TEXTAUSZUG:

──────

Natürlich braucht die Seite Sponsoren, aber schlank war BLASC einfach unübertreffbar. Doch jetzt glaub ich werden sie viele Teilnehmer verlieren. Naja, ich werde lieber anfangen mir selber ein Charakter Upload zusammenzubasteln, wenn sich bei BLASC nichts mehr zum guten wendet.

Schade eigentlich *winkt*


----------



## Maine (28. August 2006)

der Tenor hier ist ja doch recht einstimmig...
Hoffentlich bewirkts was


----------



## TeXer (28. August 2006)

Leute was habt Ihr denn aus Blasc gemacht? Das is ja zum kotzen, Blasc war die beste Seite was das schnelle Finden angeht, übersichtlich und man konnte nach Sachen suchen (Chars,Q's,Items). Den Schrott den Ihr hier verbockt habt schießt wohl den Vogel ab. Richtet ne Subdomain ein wo die originale Blasc-HP liegt, aber den Fuck hier tu ich mir nich an, sry für die harten Worte, Seiten werden im Regelfall besser, aber das hier geht ja wohl voll in die falsche Richtung.

Ich habs erst heute mitbekommen, wo die Gilde im TS über das derzeitige "Blasc" geschimpft hat, macht die Scheiße hier wieder weg, o. die Kunden tun es. Is ja schlimm.


----------



## trizzorb (28. August 2006)

habe mich heute hier angemeldet und war auch vorher noch nie hier... also mir gefällt das design schon aber nicht für eine WoW seite! das design passt vllt zu einer cs/css page aber echt nicht zu WoW!!!

aber das geschimpfe über die ladezeiten kann ich nicht nachvollziehen geht bei mir rucki zucki...

MKAY... ich bin raus



nachtrag: beiträge posten geht ja fast gar nicht! ganz ganz böse dudu 


			Dieser Inhalt steht nur eingeloggten Mitgliedern zur Verfügung.


----------



## Mitta (28. August 2006)

"Der Mensch ist ein Gewohnheitstier" - das bestätigt sich wieder einmal mit diesem Threat! Das Design ist neu, anders, teilweise gegensätzlich aber auf keinen Fall schlecht.
Überladen? Ja, die Startseite geht genau den Weg den Google nicht gegangen ist, aber machen all die anderen Suchmaschinenbetreiber und Portale den selben Fehler und sind deshalb schlecht? Nein

Back to Topic: Die Seite ist neu - einige werden sich sicher an den Style gewöhnen, manche vielleicht nicht. Aber das Blascteam wird sicherlich noch viel Zeit in die Inhalte reinstecken bis sie die Startseite etwas lauflockern wird. Hier ein paar Pixel mehr Rand, da die Grafik etwas schmaler. Ich bin mir sicher das kommt noch. Nur heute nicht, denn die Jungs haben die letzten Tage und Nächte einige Überstunden hingelegt und sind noch nicht fertig mit den Inhalten und Optimierungen.

Dann noch ein fettes Grazi an das Blasc Team und die Projektleitung, die in solch kurzer Zeit (ich habe damals die Pressemeldungen auf der Computec Seite gelesen) es geschafft haben, etwas so großes hier aufzubauen. Nur schade, daß der Start etwas holprig war aber das ist schnell vergessen, denn die jetztige Performance überzeugt.

──────

ARBEITSAUFTRÄGE:
1. Geben Sie den Absatz der Forumsdiskussion über das neue Blasc-Design, der mit „Back to Topic: Die Seite ist neu“ beginnt, verkürzt in höchstens drei Sätzen wieder.
2. Schreiben Sie die Forumsdiskussion über das neue Blasc-Design im Anschluss an den letzten Beitrag weiter.

DATENSÄTZE:
──────

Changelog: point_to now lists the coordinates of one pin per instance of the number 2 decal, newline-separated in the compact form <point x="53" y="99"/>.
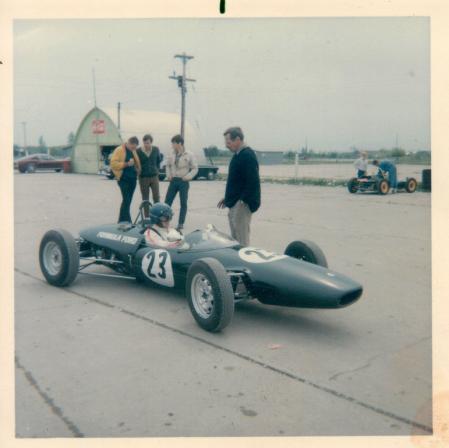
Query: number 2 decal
<point x="156" y="265"/>
<point x="254" y="255"/>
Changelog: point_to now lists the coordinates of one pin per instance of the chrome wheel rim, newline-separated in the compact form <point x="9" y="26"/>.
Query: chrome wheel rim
<point x="202" y="296"/>
<point x="52" y="258"/>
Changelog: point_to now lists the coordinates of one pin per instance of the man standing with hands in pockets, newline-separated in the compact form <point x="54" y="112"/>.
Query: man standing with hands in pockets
<point x="242" y="195"/>
<point x="181" y="169"/>
<point x="125" y="165"/>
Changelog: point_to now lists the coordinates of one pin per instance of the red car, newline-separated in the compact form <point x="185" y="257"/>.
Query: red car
<point x="35" y="162"/>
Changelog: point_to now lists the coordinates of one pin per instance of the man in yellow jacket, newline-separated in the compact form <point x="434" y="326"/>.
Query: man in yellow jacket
<point x="125" y="165"/>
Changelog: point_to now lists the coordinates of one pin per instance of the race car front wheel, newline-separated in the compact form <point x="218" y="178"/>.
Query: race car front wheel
<point x="307" y="251"/>
<point x="59" y="257"/>
<point x="383" y="187"/>
<point x="210" y="294"/>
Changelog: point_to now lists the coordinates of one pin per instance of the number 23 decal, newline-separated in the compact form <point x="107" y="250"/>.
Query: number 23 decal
<point x="254" y="255"/>
<point x="156" y="265"/>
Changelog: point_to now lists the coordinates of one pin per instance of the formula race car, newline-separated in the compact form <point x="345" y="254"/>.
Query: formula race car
<point x="213" y="270"/>
<point x="380" y="184"/>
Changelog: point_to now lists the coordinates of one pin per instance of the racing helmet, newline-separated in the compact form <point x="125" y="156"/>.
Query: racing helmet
<point x="158" y="211"/>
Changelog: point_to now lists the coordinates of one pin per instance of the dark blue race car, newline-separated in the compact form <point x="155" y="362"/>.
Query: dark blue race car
<point x="212" y="269"/>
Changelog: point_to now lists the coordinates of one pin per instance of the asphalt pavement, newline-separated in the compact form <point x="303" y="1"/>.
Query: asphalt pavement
<point x="114" y="358"/>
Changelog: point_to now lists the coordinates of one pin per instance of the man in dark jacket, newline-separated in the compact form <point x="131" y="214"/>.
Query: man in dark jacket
<point x="150" y="160"/>
<point x="242" y="195"/>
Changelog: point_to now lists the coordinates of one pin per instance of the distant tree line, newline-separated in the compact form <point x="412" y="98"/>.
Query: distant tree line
<point x="397" y="154"/>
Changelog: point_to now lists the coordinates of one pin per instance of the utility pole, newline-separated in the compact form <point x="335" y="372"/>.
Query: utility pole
<point x="95" y="93"/>
<point x="25" y="147"/>
<point x="182" y="85"/>
<point x="118" y="116"/>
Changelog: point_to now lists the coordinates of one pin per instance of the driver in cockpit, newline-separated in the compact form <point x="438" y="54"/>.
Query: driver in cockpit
<point x="160" y="233"/>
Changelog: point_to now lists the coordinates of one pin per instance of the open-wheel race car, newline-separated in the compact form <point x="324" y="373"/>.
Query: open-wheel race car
<point x="212" y="269"/>
<point x="379" y="184"/>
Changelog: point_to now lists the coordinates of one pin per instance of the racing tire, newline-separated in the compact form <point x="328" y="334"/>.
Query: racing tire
<point x="383" y="186"/>
<point x="31" y="168"/>
<point x="210" y="294"/>
<point x="411" y="185"/>
<point x="352" y="185"/>
<point x="307" y="251"/>
<point x="59" y="257"/>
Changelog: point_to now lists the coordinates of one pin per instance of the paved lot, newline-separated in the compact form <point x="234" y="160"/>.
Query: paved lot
<point x="109" y="357"/>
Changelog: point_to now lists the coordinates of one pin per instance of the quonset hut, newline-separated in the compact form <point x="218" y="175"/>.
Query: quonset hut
<point x="98" y="135"/>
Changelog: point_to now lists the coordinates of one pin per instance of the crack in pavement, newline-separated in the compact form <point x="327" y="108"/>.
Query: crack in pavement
<point x="247" y="358"/>
<point x="48" y="400"/>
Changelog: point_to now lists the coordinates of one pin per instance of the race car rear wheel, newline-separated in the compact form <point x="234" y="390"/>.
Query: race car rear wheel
<point x="307" y="251"/>
<point x="411" y="185"/>
<point x="383" y="187"/>
<point x="210" y="294"/>
<point x="352" y="185"/>
<point x="59" y="257"/>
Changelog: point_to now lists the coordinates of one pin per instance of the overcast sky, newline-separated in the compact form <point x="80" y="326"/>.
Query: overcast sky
<point x="337" y="83"/>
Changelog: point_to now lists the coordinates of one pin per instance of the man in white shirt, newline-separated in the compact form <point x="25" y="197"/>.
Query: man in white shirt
<point x="361" y="164"/>
<point x="181" y="169"/>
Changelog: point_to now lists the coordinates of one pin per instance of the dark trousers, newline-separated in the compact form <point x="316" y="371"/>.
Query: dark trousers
<point x="127" y="187"/>
<point x="145" y="184"/>
<point x="177" y="184"/>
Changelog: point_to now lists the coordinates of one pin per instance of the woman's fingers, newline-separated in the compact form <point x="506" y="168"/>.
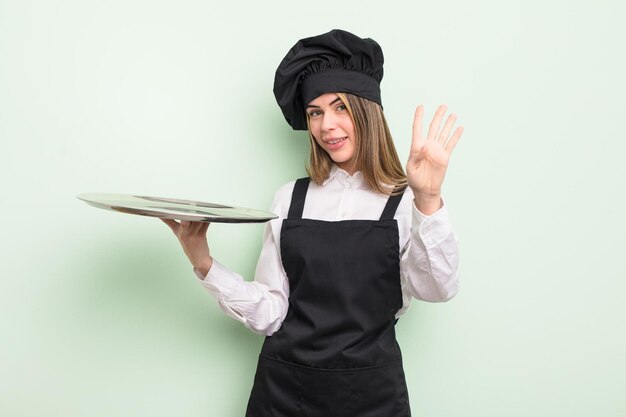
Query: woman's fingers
<point x="447" y="128"/>
<point x="173" y="224"/>
<point x="449" y="146"/>
<point x="417" y="142"/>
<point x="436" y="122"/>
<point x="186" y="228"/>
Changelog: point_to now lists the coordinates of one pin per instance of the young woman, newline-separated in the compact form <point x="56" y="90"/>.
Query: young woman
<point x="354" y="242"/>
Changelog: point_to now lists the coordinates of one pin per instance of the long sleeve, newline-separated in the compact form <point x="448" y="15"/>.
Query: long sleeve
<point x="261" y="305"/>
<point x="429" y="262"/>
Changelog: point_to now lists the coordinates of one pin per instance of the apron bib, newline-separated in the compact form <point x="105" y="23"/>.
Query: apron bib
<point x="335" y="354"/>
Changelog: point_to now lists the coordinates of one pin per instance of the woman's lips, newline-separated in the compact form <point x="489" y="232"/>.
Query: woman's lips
<point x="335" y="143"/>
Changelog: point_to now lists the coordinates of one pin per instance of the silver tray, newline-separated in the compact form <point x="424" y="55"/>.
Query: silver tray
<point x="176" y="209"/>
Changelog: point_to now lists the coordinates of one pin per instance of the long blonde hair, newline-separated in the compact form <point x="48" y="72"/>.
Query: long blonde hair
<point x="375" y="155"/>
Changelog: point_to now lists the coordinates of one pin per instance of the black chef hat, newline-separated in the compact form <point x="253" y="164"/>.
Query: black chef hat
<point x="334" y="62"/>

──────

LÖSUNGEN:
1. Die Seite ist neu, und an ihren Stil werden sich manche gewöhnen, andere vielleicht nicht. Das Blasc-Team wird noch viel Zeit in die Inhalte stecken und die Startseite etwas auflockern, etwa durch mehr Rand und schmalere Grafiken. Heute geschieht das noch nicht, weil das Team nach Überstunden in den letzten Tagen und Nächten mit Inhalten und Optimierungen noch nicht fertig ist.

2.
Hier noch meine Wunschliste:
http://buffed.de (ohne www)
lockere Startseite
dunklerer Hintergrund für Item-Icons da der Kontrast zu stark ist
Charseiten: die Umrandung, die die Qualitäts-info anzeigt, schmaler
mehr unterschiedliche Skyscaper (Grafik auf der rechten Seite)
Vorstellung von WoW Projekten
Bewertung von Kommentaren
Als Registrierter ausblenden von Kommentaren die eine Bewertungen unter x Punkte haben


----------



## B3N (28. August 2006)

Hallo Mitta,

vielen Dank für deinen konstruktiven Beitrag. Wie du schon geschrieben hast, arbeiten wir ständig an der Seite weiter und versuchen natürlich auch den Wünschen gerecht zu werden (zumindest so weit wie möglich). 

Dann zu deinen Wünschen / Anmerkungen:

- buffed.de ist seit heute auch ohne www wieder zu erreichen
- die Startseite ist so sicherlich noch nicht final, da wird noch was passieren
- wir werden noch die Möglichkeit integrieren, für registrierte User, dass Farbschema der Seite zu ändern (hell/dunkel, dunkel/hell).
- Die Qualitätsanzeige der Ränder werden wir uns mal anschauen
- Die Banner werden bald getauscht und es werden diverse andere dabei sein
- Das ausblenden von Gast-Kommentaren kommt bald!


----------



## Vac (29. August 2006)

Hallo liebes Team von buffed.de, liebe User.

Ich teile zwar absolut die Meinung der Mehrheit hier, daß das alte BLASC um Längen ansprechender war, sehe aber keinen Sinn in diesen "ka**e, shice, ichgehe" Posts.

Daher mal sachlich gefragt 


			Dieser Inhalt steht nur eingeloggten Mitgliedern zur Verfügung.
        

.

Also erstmal möchte ich Mitta widersprechen. Sicher, der Mensch ist ein Gewohnheitstier. Aber das allein dafür verantwortlich zu machen, daß hier ein Aufschrei durch die Menge geht - halte ich für zu einfach.

Das "alte BLASC" hatte einfach ein sehr ansprechendes Design, welches Funktionalität mit dem Geschmack vieler User verband. Mir persönlich hat es besonders optisch gefallen und das gab den Ausschlag es als Hauptinfoquelle zu nutzen (Farbkäufer 


			Dieser Inhalt steht nur eingeloggten Mitgliedern zur Verfügung.
        

). Gute Infos - auch sehr umfassend - gibt es heutzutage auf vielen Seiten zu WoW. Also geht es auch darum, mit dem Design zu punkten.

Kommt man nun auf die neue Seite, ist man versucht sie wegzuklicken. Man hat das Gefühl auf einen Werbelink gekommen zu sein, welcher schrecklich überladen wirkt. Ich habe erst nach zweimal wegklicken BLASC erkannt 


			Dieser Inhalt steht nur eingeloggten Mitgliedern zur Verfügung.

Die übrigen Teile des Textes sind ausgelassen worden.